▶ _PROBLEM DETAILS_: Gather every line below that contains the string "grey", treating uppercase and lowercase as different, and copy each one in full.

(Items stored from a collection)
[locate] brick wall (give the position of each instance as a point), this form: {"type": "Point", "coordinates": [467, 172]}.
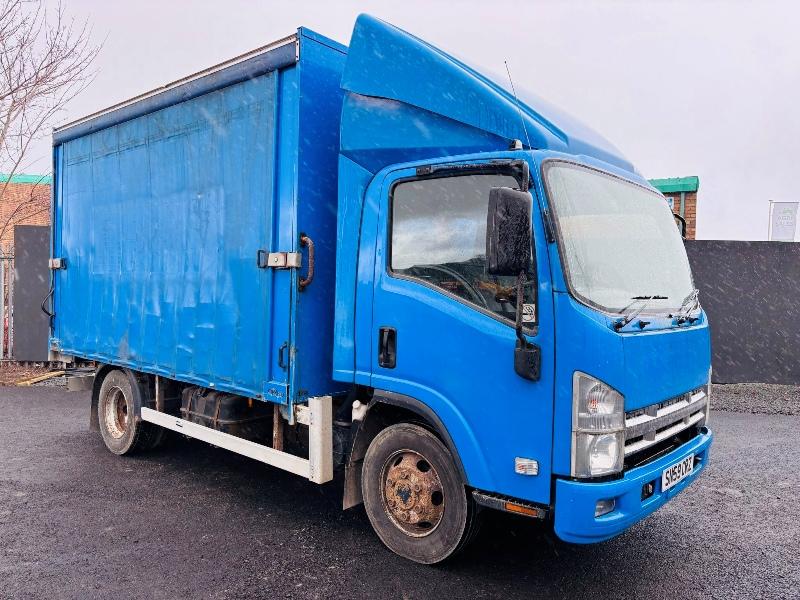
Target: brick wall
{"type": "Point", "coordinates": [686, 187]}
{"type": "Point", "coordinates": [22, 204]}
{"type": "Point", "coordinates": [689, 211]}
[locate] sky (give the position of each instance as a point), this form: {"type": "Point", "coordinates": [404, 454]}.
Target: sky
{"type": "Point", "coordinates": [707, 88]}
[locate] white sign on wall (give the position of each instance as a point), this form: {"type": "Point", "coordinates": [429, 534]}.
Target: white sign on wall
{"type": "Point", "coordinates": [782, 221]}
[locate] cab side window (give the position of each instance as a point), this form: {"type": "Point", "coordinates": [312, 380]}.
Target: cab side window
{"type": "Point", "coordinates": [438, 237]}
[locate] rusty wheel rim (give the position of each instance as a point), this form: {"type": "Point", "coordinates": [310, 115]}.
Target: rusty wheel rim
{"type": "Point", "coordinates": [413, 497]}
{"type": "Point", "coordinates": [115, 413]}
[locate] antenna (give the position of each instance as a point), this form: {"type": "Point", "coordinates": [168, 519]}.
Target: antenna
{"type": "Point", "coordinates": [519, 108]}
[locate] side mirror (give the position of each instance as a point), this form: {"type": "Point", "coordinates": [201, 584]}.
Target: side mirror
{"type": "Point", "coordinates": [508, 232]}
{"type": "Point", "coordinates": [508, 252]}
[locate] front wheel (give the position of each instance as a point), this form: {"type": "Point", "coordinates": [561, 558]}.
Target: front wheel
{"type": "Point", "coordinates": [414, 496]}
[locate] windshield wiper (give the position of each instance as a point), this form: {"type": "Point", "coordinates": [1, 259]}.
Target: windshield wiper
{"type": "Point", "coordinates": [643, 302]}
{"type": "Point", "coordinates": [690, 304]}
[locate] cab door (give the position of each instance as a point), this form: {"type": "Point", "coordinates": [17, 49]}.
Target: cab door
{"type": "Point", "coordinates": [443, 330]}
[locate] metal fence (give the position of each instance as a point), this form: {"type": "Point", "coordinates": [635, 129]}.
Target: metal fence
{"type": "Point", "coordinates": [750, 292]}
{"type": "Point", "coordinates": [6, 301]}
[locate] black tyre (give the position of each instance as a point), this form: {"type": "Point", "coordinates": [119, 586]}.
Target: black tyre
{"type": "Point", "coordinates": [414, 496]}
{"type": "Point", "coordinates": [117, 416]}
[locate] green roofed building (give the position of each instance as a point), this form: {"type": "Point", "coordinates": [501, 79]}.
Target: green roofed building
{"type": "Point", "coordinates": [682, 193]}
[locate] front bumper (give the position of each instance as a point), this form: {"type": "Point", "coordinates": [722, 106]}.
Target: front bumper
{"type": "Point", "coordinates": [575, 501]}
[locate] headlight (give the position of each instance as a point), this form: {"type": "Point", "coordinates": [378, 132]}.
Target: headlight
{"type": "Point", "coordinates": [598, 427]}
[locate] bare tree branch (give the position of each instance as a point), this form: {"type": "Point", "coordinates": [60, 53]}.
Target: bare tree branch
{"type": "Point", "coordinates": [45, 61]}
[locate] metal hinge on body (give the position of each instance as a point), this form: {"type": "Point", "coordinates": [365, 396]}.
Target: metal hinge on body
{"type": "Point", "coordinates": [279, 260]}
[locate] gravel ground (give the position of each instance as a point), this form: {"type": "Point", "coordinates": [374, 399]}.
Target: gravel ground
{"type": "Point", "coordinates": [193, 521]}
{"type": "Point", "coordinates": [757, 398]}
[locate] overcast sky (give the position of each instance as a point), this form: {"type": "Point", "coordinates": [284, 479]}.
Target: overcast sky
{"type": "Point", "coordinates": [682, 88]}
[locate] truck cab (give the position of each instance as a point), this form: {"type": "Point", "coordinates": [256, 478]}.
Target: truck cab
{"type": "Point", "coordinates": [618, 395]}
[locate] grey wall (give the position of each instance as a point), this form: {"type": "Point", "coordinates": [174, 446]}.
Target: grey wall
{"type": "Point", "coordinates": [751, 293]}
{"type": "Point", "coordinates": [31, 284]}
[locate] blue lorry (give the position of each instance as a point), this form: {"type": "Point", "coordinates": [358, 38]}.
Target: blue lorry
{"type": "Point", "coordinates": [374, 264]}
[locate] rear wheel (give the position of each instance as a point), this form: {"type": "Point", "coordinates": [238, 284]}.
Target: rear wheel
{"type": "Point", "coordinates": [414, 496]}
{"type": "Point", "coordinates": [117, 406]}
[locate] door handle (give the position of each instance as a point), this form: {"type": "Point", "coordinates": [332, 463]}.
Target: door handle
{"type": "Point", "coordinates": [387, 347]}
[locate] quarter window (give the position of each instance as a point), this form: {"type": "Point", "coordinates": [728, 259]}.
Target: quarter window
{"type": "Point", "coordinates": [438, 236]}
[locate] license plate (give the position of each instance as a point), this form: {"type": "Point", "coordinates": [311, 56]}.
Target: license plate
{"type": "Point", "coordinates": [677, 472]}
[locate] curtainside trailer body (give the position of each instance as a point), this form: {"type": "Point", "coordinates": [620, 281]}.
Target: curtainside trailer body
{"type": "Point", "coordinates": [376, 259]}
{"type": "Point", "coordinates": [179, 216]}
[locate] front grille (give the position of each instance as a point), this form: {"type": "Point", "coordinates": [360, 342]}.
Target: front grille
{"type": "Point", "coordinates": [649, 426]}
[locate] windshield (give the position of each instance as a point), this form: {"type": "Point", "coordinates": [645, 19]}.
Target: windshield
{"type": "Point", "coordinates": [618, 241]}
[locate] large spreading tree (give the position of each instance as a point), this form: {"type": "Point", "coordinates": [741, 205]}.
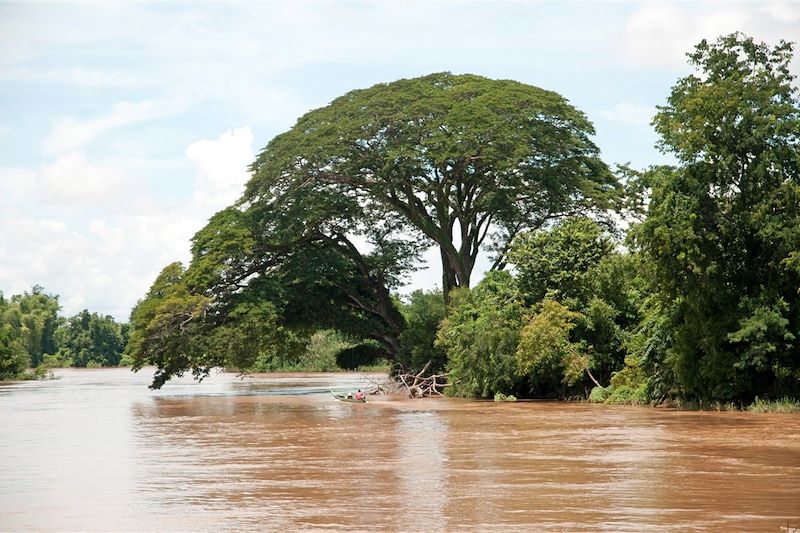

▶ _OUTPUT BELOW_:
[locate] grey wall (give the position of each instance as a point), this form: {"type": "Point", "coordinates": [174, 446]}.
Target: grey wall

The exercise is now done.